* **STATED PROBLEM**
What is needed is an exact copy of the entries below, from the line that contains "Return one point per instance of the car tire" through the final line, both included, and nothing else.

* **EXTRACTED ENTRIES**

-----

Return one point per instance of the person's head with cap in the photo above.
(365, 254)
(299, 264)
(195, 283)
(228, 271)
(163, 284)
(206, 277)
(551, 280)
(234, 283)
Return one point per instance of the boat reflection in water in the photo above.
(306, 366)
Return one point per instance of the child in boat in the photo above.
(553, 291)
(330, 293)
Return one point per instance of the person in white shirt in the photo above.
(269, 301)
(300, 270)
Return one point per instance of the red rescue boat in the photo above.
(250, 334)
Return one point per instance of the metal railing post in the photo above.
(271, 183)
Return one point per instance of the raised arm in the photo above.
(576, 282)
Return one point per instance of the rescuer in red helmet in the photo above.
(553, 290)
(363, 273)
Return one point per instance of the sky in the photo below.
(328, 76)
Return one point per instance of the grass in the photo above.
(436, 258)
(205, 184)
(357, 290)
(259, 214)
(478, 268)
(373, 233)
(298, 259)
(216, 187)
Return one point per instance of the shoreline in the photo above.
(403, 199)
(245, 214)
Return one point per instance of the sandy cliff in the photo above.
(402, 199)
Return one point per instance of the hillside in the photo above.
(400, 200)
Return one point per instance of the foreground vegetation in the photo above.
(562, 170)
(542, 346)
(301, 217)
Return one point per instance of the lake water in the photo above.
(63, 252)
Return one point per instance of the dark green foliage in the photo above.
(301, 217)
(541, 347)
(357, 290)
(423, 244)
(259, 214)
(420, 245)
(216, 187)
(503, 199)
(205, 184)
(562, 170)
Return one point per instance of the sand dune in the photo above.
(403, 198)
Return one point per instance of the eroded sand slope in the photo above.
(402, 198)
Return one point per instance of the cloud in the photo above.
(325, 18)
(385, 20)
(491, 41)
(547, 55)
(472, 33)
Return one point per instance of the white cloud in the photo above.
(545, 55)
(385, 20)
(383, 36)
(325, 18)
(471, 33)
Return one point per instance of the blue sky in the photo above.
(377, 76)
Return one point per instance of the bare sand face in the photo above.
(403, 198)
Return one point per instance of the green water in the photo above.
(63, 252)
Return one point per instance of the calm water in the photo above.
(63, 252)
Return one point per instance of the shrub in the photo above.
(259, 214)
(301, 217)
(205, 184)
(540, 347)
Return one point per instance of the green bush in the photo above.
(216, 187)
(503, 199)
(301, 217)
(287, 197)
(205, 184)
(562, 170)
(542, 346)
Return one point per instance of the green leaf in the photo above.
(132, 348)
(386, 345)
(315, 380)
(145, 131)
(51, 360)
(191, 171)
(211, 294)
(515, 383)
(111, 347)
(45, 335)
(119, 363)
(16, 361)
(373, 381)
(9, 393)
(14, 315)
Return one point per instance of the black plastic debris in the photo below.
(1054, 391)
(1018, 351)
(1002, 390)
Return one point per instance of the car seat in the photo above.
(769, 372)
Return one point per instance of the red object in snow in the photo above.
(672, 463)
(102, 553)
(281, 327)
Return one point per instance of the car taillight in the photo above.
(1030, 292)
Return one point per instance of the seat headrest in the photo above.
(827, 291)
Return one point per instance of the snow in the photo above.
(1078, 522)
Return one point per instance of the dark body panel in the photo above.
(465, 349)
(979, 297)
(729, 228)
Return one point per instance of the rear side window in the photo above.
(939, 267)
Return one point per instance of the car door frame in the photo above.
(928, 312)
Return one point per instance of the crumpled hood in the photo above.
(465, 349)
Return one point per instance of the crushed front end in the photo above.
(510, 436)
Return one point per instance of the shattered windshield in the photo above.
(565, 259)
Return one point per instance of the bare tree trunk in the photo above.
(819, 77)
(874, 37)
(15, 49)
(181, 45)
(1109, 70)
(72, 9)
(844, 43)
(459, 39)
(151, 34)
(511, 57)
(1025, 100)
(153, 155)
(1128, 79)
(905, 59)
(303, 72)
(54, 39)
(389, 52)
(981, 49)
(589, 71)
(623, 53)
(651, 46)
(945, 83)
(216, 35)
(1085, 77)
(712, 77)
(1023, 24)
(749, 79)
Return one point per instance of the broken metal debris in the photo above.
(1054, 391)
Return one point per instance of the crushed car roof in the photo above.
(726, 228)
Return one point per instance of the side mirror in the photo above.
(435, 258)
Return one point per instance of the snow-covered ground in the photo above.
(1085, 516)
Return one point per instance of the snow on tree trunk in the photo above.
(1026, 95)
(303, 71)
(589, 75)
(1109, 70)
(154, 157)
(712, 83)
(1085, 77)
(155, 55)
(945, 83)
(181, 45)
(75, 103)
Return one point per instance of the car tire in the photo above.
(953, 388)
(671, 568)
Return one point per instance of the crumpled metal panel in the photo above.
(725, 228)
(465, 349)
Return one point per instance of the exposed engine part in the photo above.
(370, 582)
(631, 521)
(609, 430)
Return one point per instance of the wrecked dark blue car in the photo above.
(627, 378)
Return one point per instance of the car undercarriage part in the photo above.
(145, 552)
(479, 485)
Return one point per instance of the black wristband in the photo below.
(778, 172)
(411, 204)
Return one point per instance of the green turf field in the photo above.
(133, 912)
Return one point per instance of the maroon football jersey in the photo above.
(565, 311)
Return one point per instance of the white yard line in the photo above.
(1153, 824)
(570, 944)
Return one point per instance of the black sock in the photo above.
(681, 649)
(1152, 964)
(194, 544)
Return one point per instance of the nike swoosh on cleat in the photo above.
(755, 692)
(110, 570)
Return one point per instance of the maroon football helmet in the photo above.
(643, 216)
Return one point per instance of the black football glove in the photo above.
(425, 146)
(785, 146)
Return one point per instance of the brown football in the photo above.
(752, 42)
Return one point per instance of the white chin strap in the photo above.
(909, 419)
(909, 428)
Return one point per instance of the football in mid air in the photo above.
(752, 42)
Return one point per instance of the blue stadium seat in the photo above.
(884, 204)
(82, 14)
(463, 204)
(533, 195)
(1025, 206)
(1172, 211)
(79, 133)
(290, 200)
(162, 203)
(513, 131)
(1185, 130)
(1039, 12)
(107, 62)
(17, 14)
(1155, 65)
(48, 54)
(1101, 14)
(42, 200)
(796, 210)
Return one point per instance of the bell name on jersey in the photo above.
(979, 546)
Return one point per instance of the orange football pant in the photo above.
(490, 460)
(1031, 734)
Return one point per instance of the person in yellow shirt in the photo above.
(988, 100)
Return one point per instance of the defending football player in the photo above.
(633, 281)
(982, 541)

-----

* **OUTPUT OF THE TASK**
Return one point per instance of the car tire in the photo above.
(953, 388)
(671, 568)
Return one point per instance of the crumpled metal panel in the photo above.
(725, 228)
(465, 349)
Return one point per instance of the exposed engine part in the photo above.
(370, 582)
(631, 521)
(609, 430)
Return one point per instance of the wrecked dark blue car in the photo above.
(627, 378)
Return one point per instance of the car undercarriage part in the photo above.
(145, 552)
(479, 485)
Return one point per instance of the black wristband in the photo below.
(778, 172)
(411, 204)
Return one point per instance of the green turf field in the photo above.
(133, 912)
Return one point per instance of the maroon football jersey in the photo above.
(565, 311)
Return one point per instance of the white yard line in the photo above.
(1153, 824)
(570, 944)
Return one point per instance of the black sock in the photo above.
(681, 649)
(1152, 964)
(194, 544)
Return one point per instance of the nike swoosh on cleat in the photo above.
(755, 692)
(110, 570)
Return one point per instance of the maroon football helmet in the photo above.
(643, 216)
Return one point per instance of the black football glove in the photo above.
(425, 146)
(785, 146)
Return one point per instance of the brown football in the photo above.
(752, 42)
Return one point per instance of the white chin strap in the photo above.
(909, 419)
(909, 428)
Return one point per instance of the football in mid air in the photo above.
(752, 42)
Return one point per instance of the blue stadium seat in the photo above.
(884, 204)
(82, 14)
(463, 204)
(533, 195)
(1025, 206)
(1172, 211)
(79, 133)
(290, 200)
(162, 203)
(513, 131)
(1185, 130)
(1039, 12)
(107, 62)
(17, 14)
(1155, 65)
(48, 54)
(1101, 14)
(42, 200)
(796, 210)
Return one point per instance of the bell name on jersey in the photo above.
(979, 546)
Return one point per instance of the orange football pant in the photo above.
(490, 460)
(1031, 734)
Return one point per instance of the person in yellow shirt in the photo above.
(988, 100)
Return one point per instance of the defending football player in the photo above.
(633, 281)
(982, 541)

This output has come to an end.